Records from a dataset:
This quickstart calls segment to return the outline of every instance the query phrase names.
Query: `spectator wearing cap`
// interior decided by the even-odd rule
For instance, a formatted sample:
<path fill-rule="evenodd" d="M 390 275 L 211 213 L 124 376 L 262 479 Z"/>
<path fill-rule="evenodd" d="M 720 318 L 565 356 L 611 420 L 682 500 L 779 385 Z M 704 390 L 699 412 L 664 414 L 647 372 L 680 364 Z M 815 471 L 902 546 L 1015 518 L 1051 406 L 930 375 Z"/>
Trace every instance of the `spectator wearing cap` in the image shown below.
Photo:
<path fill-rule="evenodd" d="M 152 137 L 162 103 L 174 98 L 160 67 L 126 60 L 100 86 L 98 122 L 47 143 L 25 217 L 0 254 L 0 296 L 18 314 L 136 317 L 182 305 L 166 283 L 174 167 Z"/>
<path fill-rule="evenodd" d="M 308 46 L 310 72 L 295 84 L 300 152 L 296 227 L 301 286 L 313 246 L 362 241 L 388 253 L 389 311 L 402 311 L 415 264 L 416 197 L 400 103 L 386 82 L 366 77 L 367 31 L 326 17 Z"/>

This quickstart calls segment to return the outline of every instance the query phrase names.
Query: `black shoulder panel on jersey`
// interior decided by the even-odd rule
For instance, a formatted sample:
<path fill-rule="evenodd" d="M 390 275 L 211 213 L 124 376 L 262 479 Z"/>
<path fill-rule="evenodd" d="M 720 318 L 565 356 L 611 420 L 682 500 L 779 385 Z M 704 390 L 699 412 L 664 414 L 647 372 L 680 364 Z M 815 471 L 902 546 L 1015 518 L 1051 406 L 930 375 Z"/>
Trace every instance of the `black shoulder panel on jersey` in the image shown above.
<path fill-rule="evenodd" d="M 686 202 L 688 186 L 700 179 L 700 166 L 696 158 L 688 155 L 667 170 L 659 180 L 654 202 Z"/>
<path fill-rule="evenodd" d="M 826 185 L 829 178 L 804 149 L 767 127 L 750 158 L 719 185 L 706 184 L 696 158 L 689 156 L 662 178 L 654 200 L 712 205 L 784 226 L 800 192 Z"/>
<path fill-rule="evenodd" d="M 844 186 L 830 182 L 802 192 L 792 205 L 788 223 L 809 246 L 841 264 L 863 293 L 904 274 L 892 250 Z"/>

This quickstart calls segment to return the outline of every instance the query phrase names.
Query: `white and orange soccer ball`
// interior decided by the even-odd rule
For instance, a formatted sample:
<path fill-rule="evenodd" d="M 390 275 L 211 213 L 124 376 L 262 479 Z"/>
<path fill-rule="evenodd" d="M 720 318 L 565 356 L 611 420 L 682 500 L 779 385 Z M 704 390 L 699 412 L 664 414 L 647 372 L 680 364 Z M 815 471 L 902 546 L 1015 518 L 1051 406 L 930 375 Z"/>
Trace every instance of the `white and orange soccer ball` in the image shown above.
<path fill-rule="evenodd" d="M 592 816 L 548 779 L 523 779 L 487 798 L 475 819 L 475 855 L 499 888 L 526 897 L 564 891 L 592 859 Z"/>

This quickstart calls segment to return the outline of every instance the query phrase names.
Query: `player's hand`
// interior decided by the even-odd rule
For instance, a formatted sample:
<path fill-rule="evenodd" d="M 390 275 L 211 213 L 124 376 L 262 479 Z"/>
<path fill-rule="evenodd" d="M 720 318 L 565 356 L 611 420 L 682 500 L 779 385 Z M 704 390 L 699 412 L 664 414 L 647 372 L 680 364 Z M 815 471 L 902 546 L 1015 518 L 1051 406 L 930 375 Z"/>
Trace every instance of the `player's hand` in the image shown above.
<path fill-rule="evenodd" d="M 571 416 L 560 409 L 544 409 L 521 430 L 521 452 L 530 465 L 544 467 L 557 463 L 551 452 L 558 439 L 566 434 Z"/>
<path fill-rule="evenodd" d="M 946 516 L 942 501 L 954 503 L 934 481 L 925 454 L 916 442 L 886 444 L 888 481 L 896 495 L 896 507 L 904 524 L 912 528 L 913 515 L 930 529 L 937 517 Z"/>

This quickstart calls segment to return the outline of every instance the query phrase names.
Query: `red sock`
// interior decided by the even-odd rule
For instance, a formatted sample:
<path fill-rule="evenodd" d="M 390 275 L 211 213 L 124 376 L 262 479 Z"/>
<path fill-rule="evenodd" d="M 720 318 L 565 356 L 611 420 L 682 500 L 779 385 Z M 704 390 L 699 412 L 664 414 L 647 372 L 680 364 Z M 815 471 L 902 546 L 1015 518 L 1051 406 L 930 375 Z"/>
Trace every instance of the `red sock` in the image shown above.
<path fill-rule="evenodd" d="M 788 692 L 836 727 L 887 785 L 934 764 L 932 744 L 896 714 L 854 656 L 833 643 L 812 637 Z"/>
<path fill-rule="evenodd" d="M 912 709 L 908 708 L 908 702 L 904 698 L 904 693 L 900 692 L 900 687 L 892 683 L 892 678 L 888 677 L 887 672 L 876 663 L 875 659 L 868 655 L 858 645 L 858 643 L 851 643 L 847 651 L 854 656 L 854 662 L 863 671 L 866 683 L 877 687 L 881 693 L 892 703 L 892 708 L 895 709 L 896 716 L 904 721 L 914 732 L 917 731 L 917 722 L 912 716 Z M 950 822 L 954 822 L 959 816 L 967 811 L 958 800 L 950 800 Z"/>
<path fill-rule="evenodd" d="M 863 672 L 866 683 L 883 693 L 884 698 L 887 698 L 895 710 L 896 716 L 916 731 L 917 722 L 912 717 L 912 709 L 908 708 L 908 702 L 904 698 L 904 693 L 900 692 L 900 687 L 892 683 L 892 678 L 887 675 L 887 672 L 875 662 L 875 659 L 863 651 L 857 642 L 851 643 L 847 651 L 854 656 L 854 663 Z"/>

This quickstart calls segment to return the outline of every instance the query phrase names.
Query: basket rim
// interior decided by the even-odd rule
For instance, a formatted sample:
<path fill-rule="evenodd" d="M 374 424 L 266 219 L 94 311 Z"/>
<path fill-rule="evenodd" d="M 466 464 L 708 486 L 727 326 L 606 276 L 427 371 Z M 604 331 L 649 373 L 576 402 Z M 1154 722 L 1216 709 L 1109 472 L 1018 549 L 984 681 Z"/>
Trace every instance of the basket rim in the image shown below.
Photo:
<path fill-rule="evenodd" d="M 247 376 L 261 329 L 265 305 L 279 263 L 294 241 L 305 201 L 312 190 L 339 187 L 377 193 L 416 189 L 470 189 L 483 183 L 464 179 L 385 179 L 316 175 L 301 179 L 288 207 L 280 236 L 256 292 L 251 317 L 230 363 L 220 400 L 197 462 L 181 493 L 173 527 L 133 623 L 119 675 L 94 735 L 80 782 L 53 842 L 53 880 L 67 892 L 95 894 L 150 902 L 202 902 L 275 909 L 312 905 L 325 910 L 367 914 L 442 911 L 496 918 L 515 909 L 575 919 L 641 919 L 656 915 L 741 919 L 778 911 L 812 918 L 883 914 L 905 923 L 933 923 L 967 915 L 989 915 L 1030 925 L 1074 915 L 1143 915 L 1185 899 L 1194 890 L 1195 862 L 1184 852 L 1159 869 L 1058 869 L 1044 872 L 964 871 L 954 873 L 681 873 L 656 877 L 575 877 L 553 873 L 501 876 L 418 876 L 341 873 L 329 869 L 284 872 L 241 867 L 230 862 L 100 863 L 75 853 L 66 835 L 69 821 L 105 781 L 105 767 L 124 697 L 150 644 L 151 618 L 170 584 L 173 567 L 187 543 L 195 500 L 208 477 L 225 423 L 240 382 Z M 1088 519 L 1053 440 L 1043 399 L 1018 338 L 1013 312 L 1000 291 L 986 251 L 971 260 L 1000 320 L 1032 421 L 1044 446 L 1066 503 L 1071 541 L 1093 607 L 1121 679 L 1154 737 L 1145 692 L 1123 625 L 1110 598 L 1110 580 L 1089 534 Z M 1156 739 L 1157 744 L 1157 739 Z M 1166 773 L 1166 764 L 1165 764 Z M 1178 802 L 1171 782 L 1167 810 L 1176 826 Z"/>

▶ **Given exercise**
Reproduce the stretch from the start of the entries through the line containing "308 46 L 310", requests included. Add -86 to every coordinate in the answer outlines.

▶ **Correct response**
This quickstart calls segment to return the outline of every instance the query phrase names.
Query: `spectator wearing cap`
// interior decided by the even-odd rule
For instance, a formatted sample:
<path fill-rule="evenodd" d="M 390 275 L 211 213 L 124 376 L 262 479 Z"/>
<path fill-rule="evenodd" d="M 720 318 L 565 356 L 611 420 L 682 500 L 779 385 Z M 704 390 L 699 412 L 664 414 L 647 372 L 680 364 Z M 815 471 L 902 546 L 1015 518 L 1051 406 L 930 375 Z"/>
Trace every instance of the `spectator wearing cap` in the image shown below.
Photo:
<path fill-rule="evenodd" d="M 66 51 L 76 17 L 88 12 L 74 -19 L 40 -26 L 14 0 L 12 36 L -39 57 L -61 131 L -86 168 L -86 210 L -68 228 L 50 231 L 96 219 L 80 197 L 88 81 Z"/>
<path fill-rule="evenodd" d="M 222 -40 L 224 -14 L 209 -2 L 214 66 L 210 141 L 215 200 L 227 160 L 276 155 L 302 167 L 303 225 L 316 225 L 329 178 L 330 111 L 314 17 L 300 -4 L 280 -9 L 281 -55 L 240 -69 Z"/>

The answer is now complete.